**Problem description**
Swap "point to each instance of" for "mark every instance of" throughout the material below and write it out again with nothing else altered. Leave the pictures out.

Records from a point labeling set
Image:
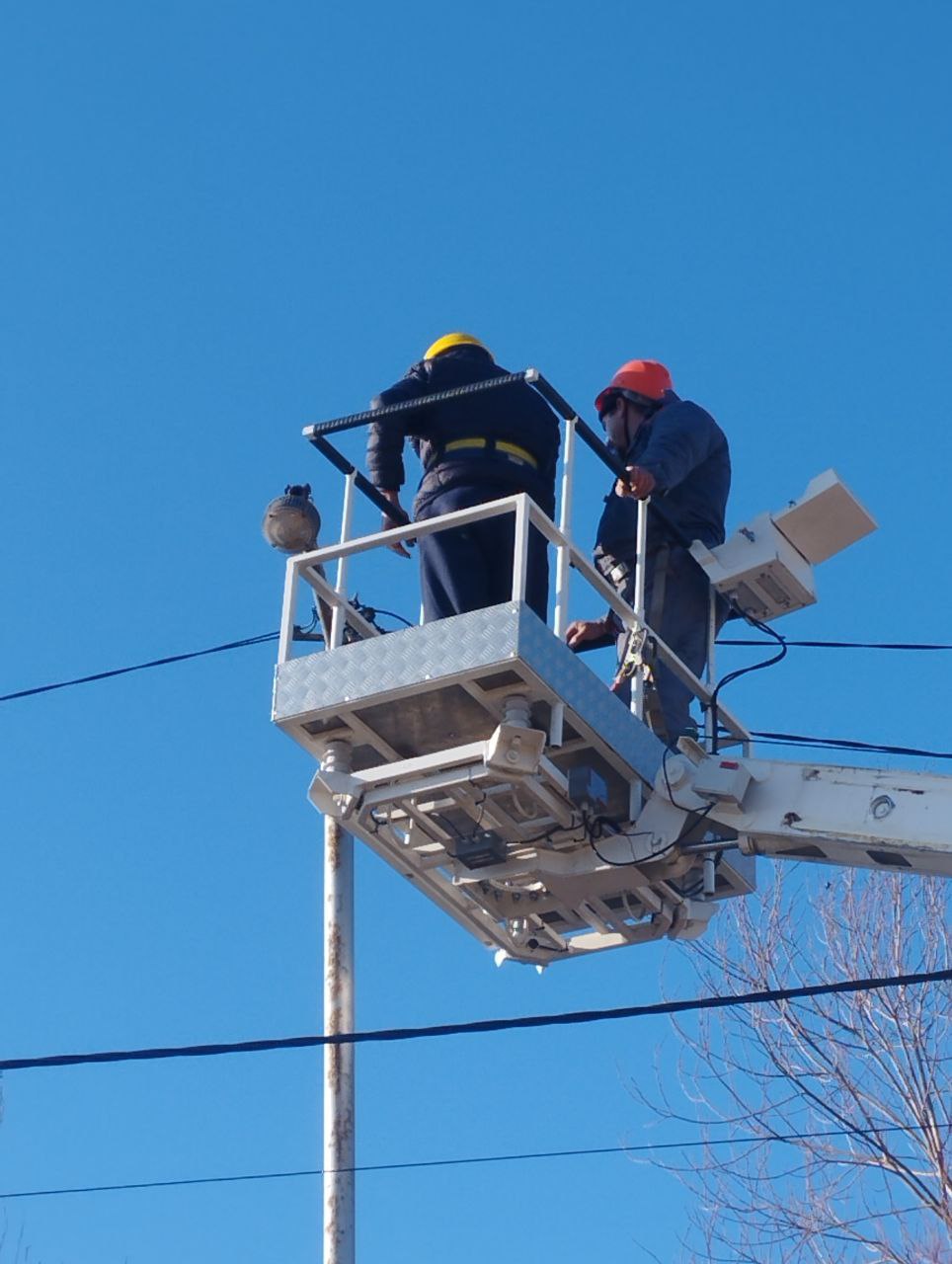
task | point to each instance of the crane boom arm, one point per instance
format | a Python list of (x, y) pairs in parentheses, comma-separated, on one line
[(869, 818)]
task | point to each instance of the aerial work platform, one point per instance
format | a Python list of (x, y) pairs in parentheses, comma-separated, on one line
[(455, 782), (491, 767)]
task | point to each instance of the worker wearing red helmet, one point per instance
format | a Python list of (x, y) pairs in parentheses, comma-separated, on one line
[(675, 452), (474, 447)]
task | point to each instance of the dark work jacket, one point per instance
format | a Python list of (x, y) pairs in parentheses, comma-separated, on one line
[(515, 414), (686, 451)]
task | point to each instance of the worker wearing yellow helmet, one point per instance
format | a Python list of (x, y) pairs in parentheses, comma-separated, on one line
[(473, 449)]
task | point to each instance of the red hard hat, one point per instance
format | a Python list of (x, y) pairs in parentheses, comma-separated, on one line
[(645, 378)]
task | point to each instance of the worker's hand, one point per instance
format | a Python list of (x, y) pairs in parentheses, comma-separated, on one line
[(391, 523), (637, 482), (585, 630)]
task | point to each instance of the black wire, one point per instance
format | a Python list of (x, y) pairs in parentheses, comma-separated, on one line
[(847, 745), (784, 1138), (274, 636), (140, 667), (392, 614), (846, 645), (744, 672), (574, 1018)]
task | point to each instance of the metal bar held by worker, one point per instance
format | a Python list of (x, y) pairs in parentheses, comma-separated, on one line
[(360, 481), (361, 419)]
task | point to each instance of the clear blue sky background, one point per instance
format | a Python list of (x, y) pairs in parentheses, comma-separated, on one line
[(221, 221)]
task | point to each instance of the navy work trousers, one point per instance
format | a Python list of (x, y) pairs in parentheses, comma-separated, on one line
[(468, 568)]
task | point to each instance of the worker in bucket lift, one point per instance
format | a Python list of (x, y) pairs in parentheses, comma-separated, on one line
[(476, 447), (675, 452)]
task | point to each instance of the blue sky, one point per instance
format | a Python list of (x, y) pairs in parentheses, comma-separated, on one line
[(225, 221)]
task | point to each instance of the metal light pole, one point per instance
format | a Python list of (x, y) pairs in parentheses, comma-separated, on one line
[(338, 1019)]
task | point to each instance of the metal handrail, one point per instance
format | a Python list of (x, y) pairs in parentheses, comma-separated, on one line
[(527, 514)]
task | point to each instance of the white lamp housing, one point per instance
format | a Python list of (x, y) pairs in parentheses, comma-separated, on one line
[(766, 567)]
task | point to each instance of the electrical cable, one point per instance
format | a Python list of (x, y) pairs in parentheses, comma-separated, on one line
[(140, 667), (844, 645), (846, 745), (467, 1160), (744, 672), (573, 1018), (274, 636)]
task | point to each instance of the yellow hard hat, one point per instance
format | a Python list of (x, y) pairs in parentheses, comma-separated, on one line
[(449, 340)]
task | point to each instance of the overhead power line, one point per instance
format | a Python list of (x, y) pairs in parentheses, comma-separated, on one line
[(840, 645), (274, 636), (472, 1159), (573, 1018), (844, 744), (140, 667), (830, 744)]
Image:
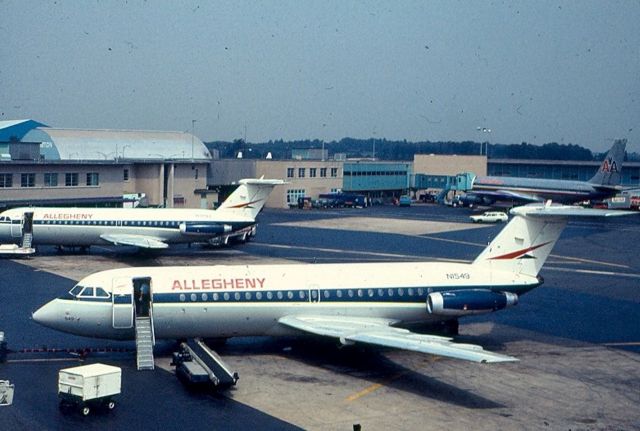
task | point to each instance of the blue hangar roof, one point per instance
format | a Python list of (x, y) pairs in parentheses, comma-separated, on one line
[(83, 144), (99, 144)]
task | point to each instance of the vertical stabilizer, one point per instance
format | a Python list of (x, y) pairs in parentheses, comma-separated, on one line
[(527, 240), (609, 173), (523, 245), (249, 198)]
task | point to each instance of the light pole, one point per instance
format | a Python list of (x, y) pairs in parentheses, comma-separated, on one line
[(193, 130), (486, 142), (124, 148)]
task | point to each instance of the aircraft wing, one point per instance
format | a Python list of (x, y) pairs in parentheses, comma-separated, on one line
[(507, 195), (141, 241), (379, 331)]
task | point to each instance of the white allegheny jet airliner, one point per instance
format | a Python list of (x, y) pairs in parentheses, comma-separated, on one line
[(153, 228), (352, 302)]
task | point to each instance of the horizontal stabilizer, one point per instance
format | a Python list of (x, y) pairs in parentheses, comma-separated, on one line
[(378, 331), (566, 211)]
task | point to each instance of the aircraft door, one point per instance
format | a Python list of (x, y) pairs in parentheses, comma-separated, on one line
[(314, 293), (122, 299), (16, 228), (142, 296), (27, 222)]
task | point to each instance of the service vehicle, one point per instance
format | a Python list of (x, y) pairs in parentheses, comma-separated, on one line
[(489, 217), (405, 201), (89, 386)]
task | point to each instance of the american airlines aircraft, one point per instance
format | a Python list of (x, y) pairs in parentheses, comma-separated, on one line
[(352, 302), (604, 184), (152, 228)]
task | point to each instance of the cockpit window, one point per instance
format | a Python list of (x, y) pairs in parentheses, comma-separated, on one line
[(101, 293), (76, 290), (87, 292)]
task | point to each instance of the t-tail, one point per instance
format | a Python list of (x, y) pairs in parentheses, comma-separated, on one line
[(609, 173), (526, 241), (249, 198)]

**Problem solution**
Image:
task | mark every instance of the crane boom arm, one point per instance
format | a Python list of (x, y) pairs in parentheses, comma-separated, on one line
[(869, 818)]
task | mark every instance of the aerial work platform, one point per instance
format | a Python list of (x, y) pairs in parentheses, comma-separated, on one line
[(455, 782), (491, 767)]
task | mark every instance of the worker wearing red helmet, one point per instance
format | a Python list of (x, y) pairs in parentheses, comma-separated, on one line
[(675, 452), (474, 447)]
task | mark every instance of the dark work jacket, one point per instance
format | a Python list of (x, y) pairs in parentheses, comma-separated, on one line
[(515, 414), (686, 451)]
task | mark every instance of the worker wearing yellow helmet, one point per instance
format | a Python list of (x, y) pairs in parentheses, comma-separated, on one line
[(473, 449)]
task | mark every instance of the red hard hat, one point per instance
format | a Python list of (x, y) pairs in parentheses, comma-separated, on one line
[(645, 378)]
task | mark every instance of the worker's hand, one point per instance
format | a Python list of (x, y) pairs in parentheses, comma-separated, on one line
[(391, 523), (637, 482), (585, 630)]
task | mark every instance of the black wire, one point per instance
format | a Python list of (x, y) pairs in parentheses, comma-separated, on one line
[(847, 745), (784, 1138), (274, 636), (140, 667), (392, 614), (846, 645), (744, 672), (574, 1018)]
task | mark every instance of the metal bar held by worker, one point per instance
format | a Python list of (x, y) pairs in parentheses, comma-separated, on one line
[(360, 481), (361, 419)]
task | mark every instance of the clear blue sky background, one point per instance
format | a Python list of (x, y) pairs in parentheses, comma-separated, on one line
[(221, 221)]
task | mark every instance of the navy work trousers, one point per instance
format | a Python list of (x, y) pairs in parentheses, comma-separated, on one line
[(468, 568)]
task | mark every instance of the worker in bucket lift, one point per instance
format | a Python list of (x, y) pairs in parentheses, comma-separated, on one line
[(476, 447), (675, 452)]
task | mark every instance of the blue sky, one point per instance
format | a Python list of (x, y) pairs in parentheses, comma-separated, on one line
[(225, 221)]
task | mark every instance of the metal light pole, one point per instance
format | a Python list of (x, y) pairs in parentheses, comma-separated, on one line
[(338, 1019)]
task | mark every instance of the metal handrail, one point per instance
format | a Python list of (x, y) pairs in parentheses, comma-separated, on one line
[(527, 514)]
task | mark every instance of the white lamp housing, one point per instance
format | a Python list of (x, y) pairs in parentheses, comma-separated, on one line
[(766, 567)]
task | mark every instance of the electrical cable, one point per instance
format | a Python list of (x, y) pairs in parentheses, comma-separated, on one line
[(140, 667), (844, 645), (846, 745), (467, 1160), (744, 672), (573, 1018), (274, 636)]
task | mark every instance of the yellow hard hat, one point per instance
format | a Python list of (x, y) pairs in parentheses, comma-separated, on one line
[(449, 340)]
task | mark every instance of the overhead power line, one point per instance
format | a Python list of (x, y) pairs in parentheses, comma-separated, on one line
[(840, 645), (274, 636), (472, 1159), (573, 1018), (844, 744), (140, 667), (830, 744)]
Image:
task | mark every instance of the blue hangar roof, one point per instance
format | a Python list of (x, y) pairs in parentheses, comma-separated, on one line
[(83, 144), (99, 144)]
task | mark every instance of the vertical stabilizer, one point per instance
format | a Python list of (x, y) pairs in parentheses, comma-separated, on one line
[(527, 240), (609, 173), (523, 245), (249, 198)]
task | mark every instance of the light pole, one point per instance
format | a Python list of (x, y) pairs in parentheses, comma-separated, on one line
[(193, 130), (486, 142), (124, 148)]
task | mark every instance of the aircraft wing, one point per instance
format | a Python list of (x, y) pairs in parentheses, comma-separated, on one line
[(507, 195), (141, 241), (379, 331)]
task | mark every instance of the white allegheny jet airliner, one point per instance
format | a Python list of (x, y) pairs in parentheses, comma-separated, on one line
[(153, 228), (352, 302)]
task | mark every instance of the horizontal stabilizer, one point per instance
format | a Python list of (x, y) pairs in parentheses, comma-separated, on one line
[(378, 331), (566, 211)]
task | mark every instance of the aircraft door, one point per instance
format | a Python list of (x, y) pairs in parentheses, comma-separated, on one line
[(314, 293), (122, 299), (16, 228), (142, 296), (27, 222)]
task | mark every instance of the service vehicle, one point per instance
format | a Python list of (x, y) pairs in parentheses, comma-separated, on one line
[(489, 217), (405, 201), (89, 386)]
task | mark every instance of the american airlines aircraft, one point per instance
format | a Python list of (x, y) pairs in parentheses, comma-separated, on one line
[(352, 302), (604, 184), (152, 228)]
task | mark every instance of the cockpit window, one point per instance
format | a Python list of (x, y) pairs in parentheses, comma-separated, on one line
[(101, 293), (76, 290), (87, 292)]
task | mark every instance of the t-tail, one point per instance
format | a Python list of (x, y) pairs in parentheses, comma-separated, on one line
[(609, 173), (526, 241), (249, 198)]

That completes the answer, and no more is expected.